DATA TO PROCESS:
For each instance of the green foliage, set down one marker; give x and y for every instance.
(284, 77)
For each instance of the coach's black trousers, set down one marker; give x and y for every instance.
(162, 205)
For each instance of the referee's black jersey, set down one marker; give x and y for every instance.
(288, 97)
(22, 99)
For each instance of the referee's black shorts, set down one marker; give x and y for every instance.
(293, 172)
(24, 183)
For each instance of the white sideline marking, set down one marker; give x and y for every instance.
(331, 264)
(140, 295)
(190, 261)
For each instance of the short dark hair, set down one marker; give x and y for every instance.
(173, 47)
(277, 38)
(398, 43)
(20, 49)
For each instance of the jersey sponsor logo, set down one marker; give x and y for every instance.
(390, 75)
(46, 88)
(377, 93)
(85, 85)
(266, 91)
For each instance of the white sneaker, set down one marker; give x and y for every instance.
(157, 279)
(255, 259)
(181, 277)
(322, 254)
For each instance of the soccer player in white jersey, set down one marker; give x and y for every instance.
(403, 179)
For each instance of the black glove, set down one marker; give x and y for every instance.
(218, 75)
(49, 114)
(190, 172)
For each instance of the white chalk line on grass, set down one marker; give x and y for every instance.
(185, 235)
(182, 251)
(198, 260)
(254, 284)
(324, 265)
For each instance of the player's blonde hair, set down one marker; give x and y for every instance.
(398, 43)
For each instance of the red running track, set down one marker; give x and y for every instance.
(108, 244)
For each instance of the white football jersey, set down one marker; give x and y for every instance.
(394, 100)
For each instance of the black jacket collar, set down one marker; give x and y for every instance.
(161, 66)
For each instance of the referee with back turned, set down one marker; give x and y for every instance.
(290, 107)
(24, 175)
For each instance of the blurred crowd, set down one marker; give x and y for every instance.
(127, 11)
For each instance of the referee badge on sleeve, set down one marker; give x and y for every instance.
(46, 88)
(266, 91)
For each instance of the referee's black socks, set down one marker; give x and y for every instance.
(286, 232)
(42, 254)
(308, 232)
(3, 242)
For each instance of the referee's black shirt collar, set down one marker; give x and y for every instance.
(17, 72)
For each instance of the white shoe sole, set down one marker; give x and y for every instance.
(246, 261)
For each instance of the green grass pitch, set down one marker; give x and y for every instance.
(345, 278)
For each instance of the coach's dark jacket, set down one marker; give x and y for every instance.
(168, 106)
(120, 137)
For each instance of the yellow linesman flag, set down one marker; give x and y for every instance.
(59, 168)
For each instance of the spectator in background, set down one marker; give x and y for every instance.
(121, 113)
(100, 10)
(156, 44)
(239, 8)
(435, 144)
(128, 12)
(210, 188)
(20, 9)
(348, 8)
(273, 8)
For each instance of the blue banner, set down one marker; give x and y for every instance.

EXERCISE PROMPT: Write out every line above word for word, changing nothing.

CORRECT ANSWER:
For each instance of the green foliage, set down one marker; give x and y for every instance.
(284, 77)
For each instance of the coach's black trousers, set down one marker; give x and y for every instance.
(162, 205)
For each instance of the referee's black jersey, set down one marker; give x and y for every instance.
(288, 97)
(22, 99)
For each instance of the referee's black shorts, set down one marker; give x and y for every instance.
(293, 172)
(24, 183)
For each instance of the white sideline marking, set down one marker; give x and y for every instance.
(331, 264)
(140, 295)
(190, 261)
For each instance of the short dark hair, set down one marker; give x and y for every instance.
(173, 47)
(277, 38)
(398, 43)
(20, 49)
For each instance of the jersey sponsor logo, set down one marker; give x and y for every instance.
(390, 75)
(46, 88)
(377, 93)
(85, 85)
(266, 91)
For each instance of the white sneaker, set down one marker; give x and y for every instance.
(157, 279)
(255, 259)
(181, 277)
(322, 254)
For each instance of the soccer player in white jersey, set down one marker; give x and y for every instance.
(403, 179)
For each instance of the black glove, set down one marker; give x and y for every instance.
(218, 75)
(49, 114)
(190, 172)
For each instance of the white chalk line on grass, set down one marker; give x and y for every instance.
(185, 235)
(182, 251)
(198, 260)
(254, 284)
(324, 265)
For each instance of the player's blonde hair, set down one marker; give x and y for every instance.
(398, 43)
For each instance of the red running track, set down one marker; give x and y for every instance.
(108, 244)
For each instance of the white football jersey, set down one marker; give x and y for every instance.
(394, 100)
For each instance of the black jacket collar, set down one marker; give x and y for every instance.
(161, 66)
For each instance of the referee with back turned, set down one marker; give x and y for every instance.
(290, 107)
(24, 175)
For each instance of the blurred crowd, set down one marker; give x and y for every instance.
(127, 11)
For each instance of the referee badge on sleeve, set down one marker; give x and y for every instance.
(46, 88)
(266, 91)
For each instance of the referee's black socks, set down one marker; give x and y for every instance.
(286, 232)
(42, 254)
(308, 232)
(3, 242)
For each instance of the referee's black shirt collar, set down one marker; give x and y for every instance.
(17, 72)
For each instance of the white shoe sole, set down one marker; give x and y for every instance.
(246, 261)
For each instance of the green grass pitch, set down one marker; give x and y for every instance.
(345, 278)
For each instance of the coach's dark jacket, set down one marker; give x and y for every instance.
(168, 106)
(120, 137)
For each instance of the yellow linesman flag, set down one marker; give x and y for every instance.
(59, 168)
For each instance of the spectator in background, set down one marker; give x and y for every instance.
(121, 113)
(100, 10)
(156, 44)
(239, 8)
(435, 144)
(128, 12)
(210, 188)
(20, 9)
(348, 8)
(273, 8)
For each instance of the blue banner, set down one marker; give x and y for every instance.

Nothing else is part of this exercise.